── Texto seleccionado ──

DGD: Redes 93 (clonografía), 2009 |
“Cuando la oscuridad es nada más que la ausencia
de luz y no es producida por la creación, entonces el mal es meramente falta de
bondad”, dice san Agustín, y así llega a su no poco terrible conclusión: “El
universo sería menos perfecto si no incluyera al mal”. No pocos han preguntado,
por ejemplo: ¿el siglo XX sería “menos perfecto” si no hubiera existido el
Holocausto?
Esa pregunta se formula, desde luego,
descontextualizando a la aseveración agustiniana; y sin embargo, ¿es que las
preguntas acerca del mal (o de lo divino, o del universo, o de cualquier
elemento suficientemente hondo) sólo pueden plantearse en un determinado
contexto, es decir, insertándolas en una especie de respuesta previa?
Aún más terrible es la culminación de la fe en santo
Tomás: Si malum est, Deus est, “Si hay mal, existe Dios” (Contra
Gentes 3, 71). Esta tesis tomista exclama que “el fuego no podría existir
sin la corrupción de lo que consume. El león debe matar al asno para vivir. Si
no hubiera ningún hecho malo, no habría ninguna esfera para la paciencia y la
justicia”.
Según Agustín, la corrupción de los objetos
materiales en la naturaleza está ordenada por Dios como medio para llevar a
cabo el “plan del universo”. El mal existe como consecuencia de la infracción a
las leyes divinas y es, por tanto, debido a un designio divino. El universo,
pues, sería menos perfecto si sus leyes pudieran violarse con impunidad. Nótese
que Agustín habla ante todo del mal moral y si acaso de algunas formas del mal
físico; el mal metafísico queda tan por encima del ser humano, que éste no
tiene otra injerencia en él que sufrirlo de modo atroz: no es una ley que él
pueda infringir sino un estado del ser —o mejor dicho, una forma de
interrelación de las manifestaciones del ser— del que no puede escapar aunque
quiera.
Por este camino se ha llegado al extremo de
definir al mal como un “bien menor”: Maimónides, en la Guía de perplejos,
lo llama privato boni alicujus, “cierto bien oculto”. Los estoicos
incluso lo habían llamado una necesidad, y para el Maestro Eckhart el
mal, incluido el pecado, tiene su lugar en el esquema evolutivo por el que
todos los procesos, desde y hacia Dios, contribuyen en los órdenes moral y
físico para el cumplimiento del propósito divino. Según Dionisio y san Agustín,
los errores de la humanidad surgen de haber confundido las verdaderas
condiciones de su propio bienestar y han sido la causa del mal moral y físico.
Dios permite el mal del pecado (culpæ), pero en ningún sentido este mal
es debido a la divinidad; su causa está en el abuso de la libre voluntad de
ángeles y hombres.

───
── Datos proporcionados ──

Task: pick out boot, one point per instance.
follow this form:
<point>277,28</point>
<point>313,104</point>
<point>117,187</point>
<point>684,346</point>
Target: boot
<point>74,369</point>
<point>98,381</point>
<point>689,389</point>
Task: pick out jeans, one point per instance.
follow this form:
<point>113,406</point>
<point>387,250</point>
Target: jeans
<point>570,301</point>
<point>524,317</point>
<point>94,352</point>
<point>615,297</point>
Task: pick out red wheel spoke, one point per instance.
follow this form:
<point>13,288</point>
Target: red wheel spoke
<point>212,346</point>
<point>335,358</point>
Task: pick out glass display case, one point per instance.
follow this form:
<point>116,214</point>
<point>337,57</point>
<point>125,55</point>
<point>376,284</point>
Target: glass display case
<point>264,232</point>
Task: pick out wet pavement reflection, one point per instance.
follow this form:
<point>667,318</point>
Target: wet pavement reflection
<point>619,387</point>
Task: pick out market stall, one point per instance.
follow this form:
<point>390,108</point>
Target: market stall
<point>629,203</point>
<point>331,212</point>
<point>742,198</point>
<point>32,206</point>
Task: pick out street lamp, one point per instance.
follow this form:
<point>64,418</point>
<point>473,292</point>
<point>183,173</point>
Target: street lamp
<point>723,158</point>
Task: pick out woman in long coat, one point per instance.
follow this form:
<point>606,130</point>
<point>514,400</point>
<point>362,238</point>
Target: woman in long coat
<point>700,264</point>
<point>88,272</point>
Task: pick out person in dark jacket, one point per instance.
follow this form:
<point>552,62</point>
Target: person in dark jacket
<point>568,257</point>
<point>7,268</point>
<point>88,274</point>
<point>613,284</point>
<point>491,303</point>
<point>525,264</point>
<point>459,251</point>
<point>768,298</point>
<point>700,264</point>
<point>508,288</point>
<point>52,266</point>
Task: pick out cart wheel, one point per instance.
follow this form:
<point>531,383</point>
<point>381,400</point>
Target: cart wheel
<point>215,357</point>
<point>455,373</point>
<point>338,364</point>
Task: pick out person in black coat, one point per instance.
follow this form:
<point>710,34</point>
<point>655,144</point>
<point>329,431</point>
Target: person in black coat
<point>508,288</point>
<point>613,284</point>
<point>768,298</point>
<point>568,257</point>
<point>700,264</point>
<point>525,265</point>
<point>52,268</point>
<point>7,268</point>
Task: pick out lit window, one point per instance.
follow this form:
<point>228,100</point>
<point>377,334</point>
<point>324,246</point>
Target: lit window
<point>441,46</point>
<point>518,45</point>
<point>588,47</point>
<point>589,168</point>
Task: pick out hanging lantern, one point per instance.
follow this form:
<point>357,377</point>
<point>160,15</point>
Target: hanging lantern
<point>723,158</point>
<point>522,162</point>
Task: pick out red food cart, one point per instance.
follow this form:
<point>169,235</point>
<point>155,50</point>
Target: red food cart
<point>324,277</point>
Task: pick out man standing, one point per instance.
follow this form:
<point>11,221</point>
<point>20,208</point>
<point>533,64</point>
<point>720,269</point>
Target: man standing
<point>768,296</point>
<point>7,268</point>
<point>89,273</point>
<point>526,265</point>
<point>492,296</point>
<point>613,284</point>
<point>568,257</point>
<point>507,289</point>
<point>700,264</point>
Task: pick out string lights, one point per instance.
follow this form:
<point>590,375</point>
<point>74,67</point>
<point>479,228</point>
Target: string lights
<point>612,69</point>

───

→ **Tareas asignadas**:
• a. Por favor, reescribe los registros comenzando en la línea que contiene "Task: pick out person in black" y siguiendo hasta el final de los registros. Sustituye "hanging lantern" por "paper lantern" y deja todo lo demás sin cambios.
• b. Continúa el texto sobre el mal a partir del punto en que termina.
Los registros no guardan ninguna relación con el texto sobre el mal.

→ **Respuestas a tareas**:
• a.
Task: pick out person in black coat, one point per instance.
follow this form:
<point>710,34</point>
<point>655,144</point>
<point>329,431</point>
Target: person in black coat
<point>508,288</point>
<point>613,284</point>
<point>768,298</point>
<point>568,257</point>
<point>700,264</point>
<point>525,265</point>
<point>52,268</point>
<point>7,268</point>
Task: pick out lit window, one point per instance.
follow this form:
<point>228,100</point>
<point>377,334</point>
<point>324,246</point>
Target: lit window
<point>441,46</point>
<point>518,45</point>
<point>588,47</point>
<point>589,168</point>
Task: pick out paper lantern, one point per instance.
follow this form:
<point>357,377</point>
<point>160,15</point>
Target: paper lantern
<point>723,158</point>
<point>522,162</point>
Task: pick out red food cart, one point per instance.
follow this form:
<point>169,235</point>
<point>155,50</point>
Target: red food cart
<point>324,277</point>
Task: pick out man standing, one point per instance.
follow this form:
<point>11,221</point>
<point>20,208</point>
<point>533,64</point>
<point>720,269</point>
Target: man standing
<point>768,296</point>
<point>7,268</point>
<point>89,273</point>
<point>526,265</point>
<point>492,296</point>
<point>613,284</point>
<point>568,257</point>
<point>507,289</point>
<point>700,264</point>
Task: pick out string lights, one point per instance.
follow this form:
<point>590,375</point>
<point>74,67</point>
<point>479,228</point>
Target: string lights
<point>612,69</point>

• b.
Y aquí Agustín aporta un curioso matiz: la
perfección universal, en la que de alguna forma el mal es necesario, es la
perfección de este específico universo, no de cualquier otro. El mal
metafísico está incluido como bien en el “plan de este específico universo” y
es conocido parcialmente por los seres humanos; sin embargo, no puede decirse,
sin negar la omnipotencia divina, que no podría crearse otro universo
igualmente perfecto en que el mal no existiera. Por lo pronto, pues, no estamos
en “el mejor de los mundos posibles”, según la célebre propuesta de Leibniz: el
mal sólo existe en este universo y se debe a una especie de “falla de
programación” en el plan que nos atañe en particular.
Evidentemente, todas estas opiniones dejan de
lado la realidad de la experiencia humana. No es extraño, pues, que exista el
acuerdo sobreentendido de que el mal es absoluto, pese a la maraña de opiniones
de la que no parecen desprenderse sino paradójicas maneras —más o menos
retóricas— de aludir a la relatividad esencial del mal. Tal vez el mal es
“relativo” sólo en cuanto a que es tratado de modos muy diversos según los modos
de expresión y las escuelas filosóficas en que se insertan esos modos. En las Confesiones,
el propio Agustín, pilar de la teología positiva, admite su angustia inicial,
previa a su conversión del maniqueísmo al cristianismo: Quaerebam unde
malum, et non erat exitus, “buscaba de dónde provenía el mal, y no
encontraba explicación”. Eso es precisamente lo que buscó durante toda su vida,
y sin duda encontró deslumbrantes explicaciones: un paradójico y complejísimo
aparato racional cuyo primero y último objeto era sostener su fe, preservar su
personalísima e irrepetible relación con la divinidad.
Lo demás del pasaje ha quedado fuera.